_Tasks to carry out:_
a – In the thread on understanding HTML with large language models, what model does natbot use to drive a browser?
b – Reproduce word for word the part of the thread on understanding HTML with large language models starting with "Author : PaulHoule" and going on through "w3m dump (arxiv.org)".

_Passage for review:_
◆ ◆ ◆ ◆ ◆
[HN Gopher] Understanding HTML with Large Language Models
       ___________________________________________________________________
        
       Understanding HTML with Large Language Models
        
       Author : PaulHoule
       Score  : 35 points
       Date   : 2022-10-11 19:26 UTC (3 hours ago)
        
 (HTM) web link (arxiv.org)
 (TXT) w3m dump (arxiv.org)
        
       | bootcat wrote:
       | Looking forward to the code and the model,
        
       | drothlis wrote:
       | Related, "natbot" uses the stock GPT-3 model (no fine-tuning
       | apart from the examples in the prompt) to drive a browser:
       | 
       | https://github.com/nat/natbot
        
       | ankrgyl wrote:
       | There is a visual demo here:
       | https://sites.google.com/view/llm4html/home.
       | 
       | This work is very exciting to me for a few reasons:
       | 
       | - HTML is an incredibly rich source of visually structured
       | information, with a semi-structured representation. This is as
       | opposed to PDFs, which are usually fed into models with a "flat"
       | representation (words + bounding boxes). Intuitively, this offers
       | the model a more direct way to learn about nested structure, over
       | an almost unlimited source of unsupervised pre-training data.
       | 
       | - Many projects (e.g. Pix2Struct
       | https://arxiv.org/pdf/2210.03347.pdf, also from Google) operate
       | on pixels, which are expensive (both to render and process in the
       | transformer). Operating on HTML directly means smaller, faster,
       | more efficient models.
       | 
       | - (If open sourced) it will be the first (AFAIK) open pre-trained
       | ready-to-go model for the RPA/automation space (there are several
       | closed projects). They claim they plan to open source the dataset
       | at least, which is very exciting.
       | 
       | I'm particularly excited to extend this and similar
       | (https://arxiv.org/abs/2110.08518) for HTML question answering
       | and web scraping.
       | 
       | Disclaimer: I'm the CEO of Impira, which creates OSS
       | (https://github.com/impira/docquery) and proprietary
       | (http://impira.com/) tools for analyzing business documents. I am
       | not affiliated with this project.
        
         | hwers wrote:
         | This is google, they for sure aren't releasing the weights
        
         | ShamelessC wrote:
         | Exciting/scary stuff! A sophisticated enough version could
         | carry out any range of tasks that a typical computer
         | user/browser could from just a few sentences with somewhat high
         | chance of success.
         | 
         | we will overuse this tech, forgetting important processes that
         | are perhaps wise to keep a "human backup" for redundancy. Then
         | again, RPA is already a case where a "proper" rewrite of some
         | multi-program pipeline is impossible.
        
           | ankrgyl wrote:
           | This is a "classic" tension. Having worked in the (broader)
           | RPA space for a while, I would say that the true north star
           | of most processes is (a) rewriting the internal procedures to
           | be transformations on data (not UIs) and (b) standardizing
           | communication across companies.
           | 
           | There is a lot of momentum to solve (a) with no code, but
           | it's slow because processes are impossibly complex. I think
           | AI will accelerate this and could result in the "human
           | backup" dystopia. On the other hand, AI can also be used to
           | generate code, and I'm optimistic that technology like this
           | can accelerate humans' ability to encode complex processes
           | robustly (as transformations of data) and would 10 or 100x
           | less work than no/low code.
◆ ◆ ◆ ◆ ◆
_Phrase grounding data:_
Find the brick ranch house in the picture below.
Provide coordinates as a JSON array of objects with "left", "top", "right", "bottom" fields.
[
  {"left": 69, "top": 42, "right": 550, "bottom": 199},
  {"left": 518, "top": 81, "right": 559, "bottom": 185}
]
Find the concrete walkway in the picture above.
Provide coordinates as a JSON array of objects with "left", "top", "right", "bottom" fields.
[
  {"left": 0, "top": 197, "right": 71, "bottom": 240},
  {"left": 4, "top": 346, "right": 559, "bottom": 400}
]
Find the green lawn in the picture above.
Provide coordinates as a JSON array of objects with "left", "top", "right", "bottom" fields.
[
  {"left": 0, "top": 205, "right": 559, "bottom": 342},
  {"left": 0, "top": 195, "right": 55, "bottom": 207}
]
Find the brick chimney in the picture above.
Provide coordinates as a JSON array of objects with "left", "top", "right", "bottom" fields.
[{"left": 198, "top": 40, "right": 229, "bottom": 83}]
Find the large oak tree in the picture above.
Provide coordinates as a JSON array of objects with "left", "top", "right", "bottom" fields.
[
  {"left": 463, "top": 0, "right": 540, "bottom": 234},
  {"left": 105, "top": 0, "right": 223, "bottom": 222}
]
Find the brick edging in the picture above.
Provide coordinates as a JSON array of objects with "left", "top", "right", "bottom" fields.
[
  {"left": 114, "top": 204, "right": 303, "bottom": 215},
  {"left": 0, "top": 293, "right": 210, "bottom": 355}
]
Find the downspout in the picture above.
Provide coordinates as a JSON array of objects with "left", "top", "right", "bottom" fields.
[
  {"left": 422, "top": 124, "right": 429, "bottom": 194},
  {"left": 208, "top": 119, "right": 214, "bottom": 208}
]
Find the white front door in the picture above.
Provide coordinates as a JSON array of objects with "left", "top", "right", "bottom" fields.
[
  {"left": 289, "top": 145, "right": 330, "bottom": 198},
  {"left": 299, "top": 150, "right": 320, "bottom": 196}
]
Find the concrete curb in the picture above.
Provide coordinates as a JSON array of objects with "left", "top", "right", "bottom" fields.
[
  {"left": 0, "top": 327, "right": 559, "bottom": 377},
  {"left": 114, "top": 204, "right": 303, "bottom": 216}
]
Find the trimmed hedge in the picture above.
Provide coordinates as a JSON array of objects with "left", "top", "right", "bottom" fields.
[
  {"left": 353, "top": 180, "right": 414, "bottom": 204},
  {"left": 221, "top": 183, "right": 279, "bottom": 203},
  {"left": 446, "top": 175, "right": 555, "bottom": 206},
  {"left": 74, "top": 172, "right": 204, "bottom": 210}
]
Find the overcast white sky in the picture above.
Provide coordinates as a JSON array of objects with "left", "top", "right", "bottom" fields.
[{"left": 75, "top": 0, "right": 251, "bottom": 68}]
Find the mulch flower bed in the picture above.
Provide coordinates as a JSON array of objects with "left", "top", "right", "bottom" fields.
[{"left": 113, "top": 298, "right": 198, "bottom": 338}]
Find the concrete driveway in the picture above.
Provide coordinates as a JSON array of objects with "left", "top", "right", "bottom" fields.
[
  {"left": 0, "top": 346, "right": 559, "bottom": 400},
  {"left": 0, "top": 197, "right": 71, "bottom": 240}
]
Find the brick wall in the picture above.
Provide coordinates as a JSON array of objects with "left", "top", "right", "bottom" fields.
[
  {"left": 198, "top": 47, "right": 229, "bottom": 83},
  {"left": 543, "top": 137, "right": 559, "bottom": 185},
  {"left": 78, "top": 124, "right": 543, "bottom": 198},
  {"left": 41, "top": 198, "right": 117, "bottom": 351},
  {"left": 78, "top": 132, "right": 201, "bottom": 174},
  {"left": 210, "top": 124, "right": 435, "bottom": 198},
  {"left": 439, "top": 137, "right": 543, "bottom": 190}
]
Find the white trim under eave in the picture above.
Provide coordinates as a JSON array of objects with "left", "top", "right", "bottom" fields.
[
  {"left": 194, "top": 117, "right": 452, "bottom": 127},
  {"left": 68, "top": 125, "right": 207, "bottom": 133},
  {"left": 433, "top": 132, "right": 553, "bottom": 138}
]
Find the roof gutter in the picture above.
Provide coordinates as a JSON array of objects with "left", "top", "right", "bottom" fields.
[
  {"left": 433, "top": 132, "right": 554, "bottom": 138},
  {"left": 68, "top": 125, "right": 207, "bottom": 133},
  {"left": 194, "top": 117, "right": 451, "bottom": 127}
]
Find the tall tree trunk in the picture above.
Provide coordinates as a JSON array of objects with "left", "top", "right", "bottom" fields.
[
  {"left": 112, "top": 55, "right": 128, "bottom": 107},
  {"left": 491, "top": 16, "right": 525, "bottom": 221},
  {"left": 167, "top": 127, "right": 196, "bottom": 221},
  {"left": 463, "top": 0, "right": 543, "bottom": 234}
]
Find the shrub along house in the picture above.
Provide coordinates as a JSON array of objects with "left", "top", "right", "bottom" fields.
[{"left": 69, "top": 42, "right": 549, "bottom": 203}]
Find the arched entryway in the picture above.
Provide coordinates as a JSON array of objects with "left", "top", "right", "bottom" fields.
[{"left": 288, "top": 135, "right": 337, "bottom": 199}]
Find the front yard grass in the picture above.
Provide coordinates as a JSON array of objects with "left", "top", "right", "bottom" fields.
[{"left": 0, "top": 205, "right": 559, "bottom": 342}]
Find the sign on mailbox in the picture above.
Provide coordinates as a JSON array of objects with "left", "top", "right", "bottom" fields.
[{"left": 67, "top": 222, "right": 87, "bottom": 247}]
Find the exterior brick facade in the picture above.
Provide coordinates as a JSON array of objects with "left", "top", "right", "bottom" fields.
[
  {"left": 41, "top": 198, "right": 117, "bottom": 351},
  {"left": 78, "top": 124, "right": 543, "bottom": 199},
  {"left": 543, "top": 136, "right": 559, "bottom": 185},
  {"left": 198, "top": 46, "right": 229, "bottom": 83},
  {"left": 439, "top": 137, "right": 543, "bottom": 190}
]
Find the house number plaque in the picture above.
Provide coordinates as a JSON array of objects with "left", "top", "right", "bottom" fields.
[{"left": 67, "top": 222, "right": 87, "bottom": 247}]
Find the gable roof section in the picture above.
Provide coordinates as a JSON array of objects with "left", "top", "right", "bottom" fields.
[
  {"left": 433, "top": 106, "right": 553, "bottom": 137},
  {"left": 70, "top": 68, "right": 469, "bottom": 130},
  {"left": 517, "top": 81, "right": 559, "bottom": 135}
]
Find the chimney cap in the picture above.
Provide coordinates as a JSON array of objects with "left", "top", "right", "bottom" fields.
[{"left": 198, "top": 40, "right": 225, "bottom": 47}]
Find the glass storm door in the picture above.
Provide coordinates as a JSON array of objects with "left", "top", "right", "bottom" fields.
◆ ◆ ◆ ◆ ◆
_List of answers:_
a – The stock GPT-3 model, with no fine-tuning apart from the examples in the prompt.

b –
Author : PaulHoule
       Score  : 35 points
       Date   : 2022-10-11 19:26 UTC (3 hours ago)
        
 (HTM) web link (arxiv.org)
 (TXT) w3m dump (arxiv.org)